**TASK STATEMENT:**
Which lines of the listing below contain the string "shoulder"? Show each one in full, matching case exactly.

(Position identification records)
--
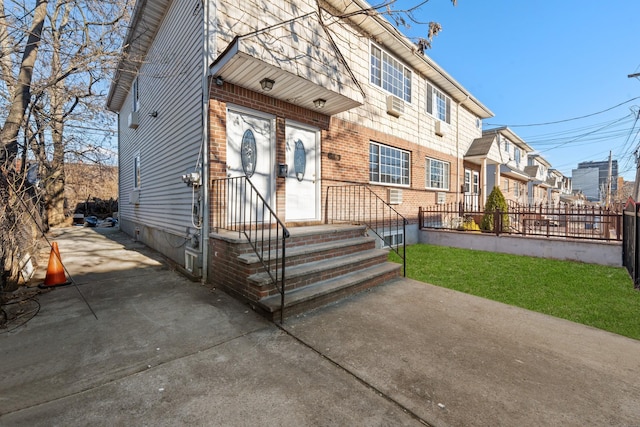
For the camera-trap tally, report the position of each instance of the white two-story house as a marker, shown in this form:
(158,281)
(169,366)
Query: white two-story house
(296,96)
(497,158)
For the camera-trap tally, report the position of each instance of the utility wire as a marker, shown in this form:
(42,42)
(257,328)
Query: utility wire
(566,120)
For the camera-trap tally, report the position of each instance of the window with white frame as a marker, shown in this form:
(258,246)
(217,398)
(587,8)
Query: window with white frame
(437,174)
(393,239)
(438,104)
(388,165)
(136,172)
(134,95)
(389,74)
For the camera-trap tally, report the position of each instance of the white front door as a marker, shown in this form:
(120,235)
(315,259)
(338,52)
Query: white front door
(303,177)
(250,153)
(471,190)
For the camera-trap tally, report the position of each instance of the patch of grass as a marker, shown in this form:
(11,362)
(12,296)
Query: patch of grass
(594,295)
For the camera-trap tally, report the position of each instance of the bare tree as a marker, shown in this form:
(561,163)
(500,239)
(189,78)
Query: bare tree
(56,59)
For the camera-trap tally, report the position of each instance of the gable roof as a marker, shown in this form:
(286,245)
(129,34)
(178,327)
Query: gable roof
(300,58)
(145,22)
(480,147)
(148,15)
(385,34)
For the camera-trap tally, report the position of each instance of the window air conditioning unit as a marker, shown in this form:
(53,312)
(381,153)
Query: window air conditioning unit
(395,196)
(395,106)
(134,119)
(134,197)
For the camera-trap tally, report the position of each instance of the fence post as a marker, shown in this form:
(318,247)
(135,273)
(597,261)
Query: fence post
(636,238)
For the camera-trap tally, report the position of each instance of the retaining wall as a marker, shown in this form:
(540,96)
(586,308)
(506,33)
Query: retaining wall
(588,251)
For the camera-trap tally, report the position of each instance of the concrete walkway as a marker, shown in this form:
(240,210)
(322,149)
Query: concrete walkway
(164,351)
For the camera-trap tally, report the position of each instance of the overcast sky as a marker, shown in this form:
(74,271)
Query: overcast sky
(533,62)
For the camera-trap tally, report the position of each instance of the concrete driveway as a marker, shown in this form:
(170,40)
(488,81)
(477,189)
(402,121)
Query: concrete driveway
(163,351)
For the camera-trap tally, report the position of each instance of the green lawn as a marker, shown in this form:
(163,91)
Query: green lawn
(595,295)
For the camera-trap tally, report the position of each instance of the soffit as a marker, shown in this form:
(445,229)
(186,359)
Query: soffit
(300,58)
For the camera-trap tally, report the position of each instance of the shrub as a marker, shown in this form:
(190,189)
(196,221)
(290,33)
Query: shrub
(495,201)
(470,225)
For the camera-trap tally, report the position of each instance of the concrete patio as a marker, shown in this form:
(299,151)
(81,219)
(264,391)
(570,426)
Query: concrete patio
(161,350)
--
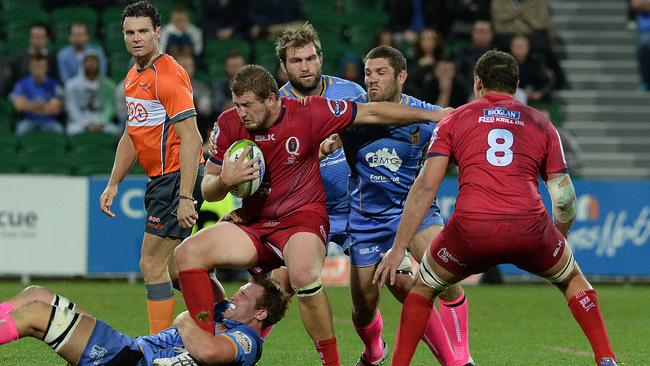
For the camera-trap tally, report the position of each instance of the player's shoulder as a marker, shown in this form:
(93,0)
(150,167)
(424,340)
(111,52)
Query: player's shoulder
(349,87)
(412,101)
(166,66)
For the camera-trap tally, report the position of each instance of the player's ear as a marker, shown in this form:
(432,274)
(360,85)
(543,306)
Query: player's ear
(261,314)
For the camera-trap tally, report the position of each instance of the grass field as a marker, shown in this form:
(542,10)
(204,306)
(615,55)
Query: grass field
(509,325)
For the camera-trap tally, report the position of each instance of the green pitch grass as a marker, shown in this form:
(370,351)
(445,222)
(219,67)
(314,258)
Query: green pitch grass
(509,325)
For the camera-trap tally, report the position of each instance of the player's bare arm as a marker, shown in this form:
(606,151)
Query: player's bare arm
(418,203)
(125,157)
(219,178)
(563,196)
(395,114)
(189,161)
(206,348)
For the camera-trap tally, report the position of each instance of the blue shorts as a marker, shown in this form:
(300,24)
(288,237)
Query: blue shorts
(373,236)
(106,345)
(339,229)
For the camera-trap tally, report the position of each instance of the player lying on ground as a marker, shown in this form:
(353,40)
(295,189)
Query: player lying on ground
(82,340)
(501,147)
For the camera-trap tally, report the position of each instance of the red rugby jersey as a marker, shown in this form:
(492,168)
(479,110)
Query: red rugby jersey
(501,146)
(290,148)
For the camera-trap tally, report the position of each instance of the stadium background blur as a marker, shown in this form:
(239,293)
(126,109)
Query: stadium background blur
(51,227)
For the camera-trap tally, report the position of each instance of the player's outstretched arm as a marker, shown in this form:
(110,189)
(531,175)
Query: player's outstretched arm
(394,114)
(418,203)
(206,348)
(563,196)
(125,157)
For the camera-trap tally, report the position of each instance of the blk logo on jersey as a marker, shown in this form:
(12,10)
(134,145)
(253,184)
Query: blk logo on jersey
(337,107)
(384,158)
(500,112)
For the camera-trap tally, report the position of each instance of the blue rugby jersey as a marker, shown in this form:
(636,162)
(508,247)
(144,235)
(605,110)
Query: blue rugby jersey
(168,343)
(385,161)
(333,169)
--
**OUTPUT FOR THIS TASK:**
For the camera-trap tally, report the position of each instance of the player's shoulder as a marker, shown in this form:
Query: player's shoulder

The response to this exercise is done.